EXERCISE DATA →
>>>>

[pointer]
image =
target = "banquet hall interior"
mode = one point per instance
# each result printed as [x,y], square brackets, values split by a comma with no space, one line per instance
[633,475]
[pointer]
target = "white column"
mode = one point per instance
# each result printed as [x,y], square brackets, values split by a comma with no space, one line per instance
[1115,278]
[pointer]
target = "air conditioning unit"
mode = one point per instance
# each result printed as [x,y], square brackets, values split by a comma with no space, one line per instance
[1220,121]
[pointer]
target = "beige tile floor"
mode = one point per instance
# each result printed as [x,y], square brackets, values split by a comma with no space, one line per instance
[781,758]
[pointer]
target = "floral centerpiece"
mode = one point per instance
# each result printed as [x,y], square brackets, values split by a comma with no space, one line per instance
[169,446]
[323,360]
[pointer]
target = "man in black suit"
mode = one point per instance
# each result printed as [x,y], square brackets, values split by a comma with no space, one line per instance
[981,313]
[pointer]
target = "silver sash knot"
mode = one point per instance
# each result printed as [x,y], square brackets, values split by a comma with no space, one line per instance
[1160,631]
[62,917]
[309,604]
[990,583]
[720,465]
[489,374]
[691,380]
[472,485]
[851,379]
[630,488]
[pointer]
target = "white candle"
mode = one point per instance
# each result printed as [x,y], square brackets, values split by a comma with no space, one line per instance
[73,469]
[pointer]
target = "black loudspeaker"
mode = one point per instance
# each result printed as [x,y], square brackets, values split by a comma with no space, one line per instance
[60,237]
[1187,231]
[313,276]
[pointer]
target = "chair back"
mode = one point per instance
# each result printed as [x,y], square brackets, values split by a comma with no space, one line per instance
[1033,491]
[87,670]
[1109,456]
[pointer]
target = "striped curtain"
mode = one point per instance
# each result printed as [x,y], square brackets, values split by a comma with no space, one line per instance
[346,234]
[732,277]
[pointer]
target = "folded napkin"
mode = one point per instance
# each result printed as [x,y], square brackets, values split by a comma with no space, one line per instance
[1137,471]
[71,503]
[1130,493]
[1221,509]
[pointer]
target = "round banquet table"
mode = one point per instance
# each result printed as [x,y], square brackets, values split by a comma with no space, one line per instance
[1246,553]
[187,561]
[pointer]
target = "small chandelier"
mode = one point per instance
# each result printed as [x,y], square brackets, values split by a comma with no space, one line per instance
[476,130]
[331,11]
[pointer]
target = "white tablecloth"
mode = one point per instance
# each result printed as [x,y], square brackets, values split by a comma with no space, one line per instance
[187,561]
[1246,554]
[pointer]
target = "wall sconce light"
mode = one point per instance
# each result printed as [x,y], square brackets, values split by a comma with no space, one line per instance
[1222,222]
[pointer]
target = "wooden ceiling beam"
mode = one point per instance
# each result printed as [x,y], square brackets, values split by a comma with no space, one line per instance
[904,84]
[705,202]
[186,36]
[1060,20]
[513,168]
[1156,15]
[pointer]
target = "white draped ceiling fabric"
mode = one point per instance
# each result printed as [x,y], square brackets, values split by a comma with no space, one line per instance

<<<<

WORK INSTRUCTION → Every line that includes "banquet" must be copied from the material above.

FINAL ANSWER →
target = "banquet hall interior"
target = "round banquet table"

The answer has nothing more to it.